● What is required: Convert the rows below into a JSON list of strings, one string per line, leaving out any blank lines.

● Input for this task:
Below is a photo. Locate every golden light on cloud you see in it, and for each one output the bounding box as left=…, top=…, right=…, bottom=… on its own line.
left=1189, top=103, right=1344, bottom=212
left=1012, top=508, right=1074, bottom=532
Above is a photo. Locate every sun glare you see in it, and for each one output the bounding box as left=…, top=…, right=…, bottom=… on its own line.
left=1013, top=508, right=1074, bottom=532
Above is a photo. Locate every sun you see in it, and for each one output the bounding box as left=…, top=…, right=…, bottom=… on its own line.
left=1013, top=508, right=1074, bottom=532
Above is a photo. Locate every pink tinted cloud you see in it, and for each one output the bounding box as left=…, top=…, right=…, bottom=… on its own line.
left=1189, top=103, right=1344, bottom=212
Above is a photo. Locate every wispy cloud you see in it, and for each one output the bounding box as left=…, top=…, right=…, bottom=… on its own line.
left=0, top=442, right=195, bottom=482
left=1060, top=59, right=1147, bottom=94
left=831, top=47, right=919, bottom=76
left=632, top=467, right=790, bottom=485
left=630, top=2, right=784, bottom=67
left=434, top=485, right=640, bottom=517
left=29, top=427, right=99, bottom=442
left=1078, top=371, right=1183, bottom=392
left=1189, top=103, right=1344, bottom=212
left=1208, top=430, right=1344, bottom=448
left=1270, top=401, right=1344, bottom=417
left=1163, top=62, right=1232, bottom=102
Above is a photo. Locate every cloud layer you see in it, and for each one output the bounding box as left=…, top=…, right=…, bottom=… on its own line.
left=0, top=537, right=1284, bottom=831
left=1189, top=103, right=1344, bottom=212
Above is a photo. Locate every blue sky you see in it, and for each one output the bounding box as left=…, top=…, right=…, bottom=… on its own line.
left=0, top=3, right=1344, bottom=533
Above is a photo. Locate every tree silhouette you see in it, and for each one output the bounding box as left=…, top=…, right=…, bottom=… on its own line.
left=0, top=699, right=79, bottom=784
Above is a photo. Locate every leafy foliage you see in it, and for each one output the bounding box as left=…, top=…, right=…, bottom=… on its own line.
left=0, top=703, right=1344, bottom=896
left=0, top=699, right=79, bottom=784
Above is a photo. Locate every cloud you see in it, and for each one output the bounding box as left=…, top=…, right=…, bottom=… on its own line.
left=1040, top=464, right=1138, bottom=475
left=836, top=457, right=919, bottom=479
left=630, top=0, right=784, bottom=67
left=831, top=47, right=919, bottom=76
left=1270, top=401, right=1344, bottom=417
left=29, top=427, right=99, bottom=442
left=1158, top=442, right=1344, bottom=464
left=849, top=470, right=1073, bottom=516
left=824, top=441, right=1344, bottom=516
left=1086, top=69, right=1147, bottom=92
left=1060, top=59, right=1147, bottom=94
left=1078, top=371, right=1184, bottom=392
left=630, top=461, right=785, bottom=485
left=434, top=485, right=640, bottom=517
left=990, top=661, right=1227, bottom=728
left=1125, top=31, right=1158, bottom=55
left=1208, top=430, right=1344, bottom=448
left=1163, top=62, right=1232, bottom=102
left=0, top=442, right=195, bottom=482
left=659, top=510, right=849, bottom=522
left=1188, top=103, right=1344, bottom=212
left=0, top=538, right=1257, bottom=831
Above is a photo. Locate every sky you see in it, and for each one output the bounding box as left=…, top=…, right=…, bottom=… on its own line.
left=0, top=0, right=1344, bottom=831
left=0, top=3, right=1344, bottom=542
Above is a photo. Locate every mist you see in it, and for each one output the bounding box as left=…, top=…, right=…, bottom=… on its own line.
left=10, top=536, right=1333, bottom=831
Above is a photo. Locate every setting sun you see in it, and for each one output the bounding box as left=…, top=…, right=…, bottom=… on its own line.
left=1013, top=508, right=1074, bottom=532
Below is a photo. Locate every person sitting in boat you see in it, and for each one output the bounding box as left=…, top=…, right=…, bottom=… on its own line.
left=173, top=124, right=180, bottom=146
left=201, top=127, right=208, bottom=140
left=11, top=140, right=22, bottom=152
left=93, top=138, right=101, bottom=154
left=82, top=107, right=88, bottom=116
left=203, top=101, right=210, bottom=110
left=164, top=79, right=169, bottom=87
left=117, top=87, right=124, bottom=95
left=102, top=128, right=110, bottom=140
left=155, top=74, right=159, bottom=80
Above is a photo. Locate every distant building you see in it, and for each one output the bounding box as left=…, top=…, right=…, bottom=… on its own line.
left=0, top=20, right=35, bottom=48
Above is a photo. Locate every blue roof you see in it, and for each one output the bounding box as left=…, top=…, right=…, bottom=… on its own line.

● Solved exercise:
[
  "Below is a photo. Locate every golden light on cloud you see in it, and for each one output the bounding box as left=…, top=…, right=…, bottom=… on its own line.",
  "left=1189, top=103, right=1344, bottom=212",
  "left=1012, top=508, right=1074, bottom=532",
  "Above is a photo. Locate every sun glare you see in it, and for each one output the bounding box as left=…, top=…, right=…, bottom=… on its own line.",
  "left=1013, top=508, right=1074, bottom=532",
  "Above is a photo. Locate every sun you see in it, and for each one output the bounding box as left=…, top=…, right=…, bottom=… on its own line.",
  "left=1013, top=508, right=1074, bottom=532",
  "Above is a photo. Locate every pink tinted cloud you see in it, and for each one output the bounding box as left=…, top=…, right=…, bottom=… on its own line.",
  "left=1189, top=103, right=1344, bottom=212",
  "Above is a photo. Locate every wispy cloud you see in it, and for each one output the bounding box as left=…, top=…, right=…, bottom=… on its own line.",
  "left=0, top=442, right=195, bottom=482",
  "left=1060, top=59, right=1147, bottom=94",
  "left=831, top=47, right=919, bottom=76",
  "left=632, top=467, right=790, bottom=485",
  "left=630, top=2, right=784, bottom=67",
  "left=434, top=485, right=640, bottom=517",
  "left=29, top=427, right=99, bottom=442",
  "left=1078, top=371, right=1183, bottom=392",
  "left=1189, top=103, right=1344, bottom=212",
  "left=1208, top=430, right=1344, bottom=448",
  "left=1270, top=401, right=1344, bottom=417",
  "left=1163, top=62, right=1232, bottom=102",
  "Above is a photo. Locate every cloud layer you see in it, and for each one output the bounding box as left=…, top=…, right=…, bottom=… on its own line.",
  "left=0, top=537, right=1284, bottom=831",
  "left=1189, top=103, right=1344, bottom=212",
  "Above is a photo. Locate every blue sky you see in it, and for each one output the bounding box as left=…, top=…, right=…, bottom=… on its own line.",
  "left=0, top=3, right=1344, bottom=533",
  "Above is a photo. Locate every tree silhouette you see in it, and for each one output the bounding box as left=…, top=…, right=…, bottom=… on its own line.",
  "left=0, top=699, right=79, bottom=784",
  "Above is a photo. Locate every leafy foliage you see in it, and for each one output the bounding box as left=…, top=…, right=…, bottom=… on its own line.",
  "left=0, top=703, right=1344, bottom=896",
  "left=0, top=699, right=79, bottom=784",
  "Above is a photo. Locate every cloud you see in it, and for each one output the bounding box as left=…, top=…, right=…, bottom=… on its own line.",
  "left=1040, top=464, right=1138, bottom=475",
  "left=836, top=457, right=919, bottom=479",
  "left=630, top=0, right=784, bottom=67",
  "left=831, top=47, right=919, bottom=76",
  "left=1270, top=401, right=1344, bottom=417",
  "left=29, top=427, right=99, bottom=442",
  "left=1158, top=442, right=1344, bottom=464",
  "left=849, top=470, right=1073, bottom=516",
  "left=824, top=441, right=1344, bottom=516",
  "left=1086, top=69, right=1147, bottom=92",
  "left=1060, top=59, right=1147, bottom=94",
  "left=1078, top=371, right=1184, bottom=392",
  "left=630, top=461, right=785, bottom=485",
  "left=434, top=485, right=640, bottom=517",
  "left=990, top=661, right=1227, bottom=728",
  "left=1125, top=31, right=1158, bottom=55",
  "left=1208, top=430, right=1344, bottom=448",
  "left=1163, top=62, right=1232, bottom=102",
  "left=0, top=442, right=195, bottom=482",
  "left=659, top=510, right=849, bottom=522",
  "left=1188, top=103, right=1344, bottom=212",
  "left=0, top=538, right=1257, bottom=831",
  "Above is a photo. Locate every sky you see in it, and for each one output the bounding box as left=…, top=…, right=…, bottom=… on its own line.",
  "left=0, top=0, right=1344, bottom=831",
  "left=0, top=3, right=1344, bottom=542",
  "Above is a photo. Locate every mist you see in it, and for each one output the bounding box as left=…, top=…, right=…, bottom=… on its own line.",
  "left=10, top=536, right=1333, bottom=831",
  "Above is a photo. Locate every setting sun you see in it, and for each one output the bounding box as left=…, top=…, right=…, bottom=… on its own line.",
  "left=1013, top=508, right=1074, bottom=532",
  "Below is a photo. Locate every person sitting in boat you see in it, and for each one output the bounding box as left=…, top=…, right=…, bottom=… on its own line.",
  "left=173, top=124, right=180, bottom=146",
  "left=201, top=127, right=208, bottom=140",
  "left=11, top=140, right=22, bottom=152",
  "left=93, top=138, right=101, bottom=154",
  "left=82, top=107, right=88, bottom=116",
  "left=203, top=101, right=210, bottom=110",
  "left=164, top=79, right=169, bottom=87",
  "left=117, top=87, right=124, bottom=95",
  "left=102, top=128, right=110, bottom=140",
  "left=155, top=74, right=159, bottom=80",
  "Above is a photo. Locate every distant building you see in it, and for each one output the bounding box as left=…, top=…, right=…, bottom=… on its own line.",
  "left=0, top=20, right=35, bottom=48",
  "Above is a photo. Locate every blue roof you see in it, and for each one output the bounding box as left=…, top=…, right=…, bottom=… on its own line."
]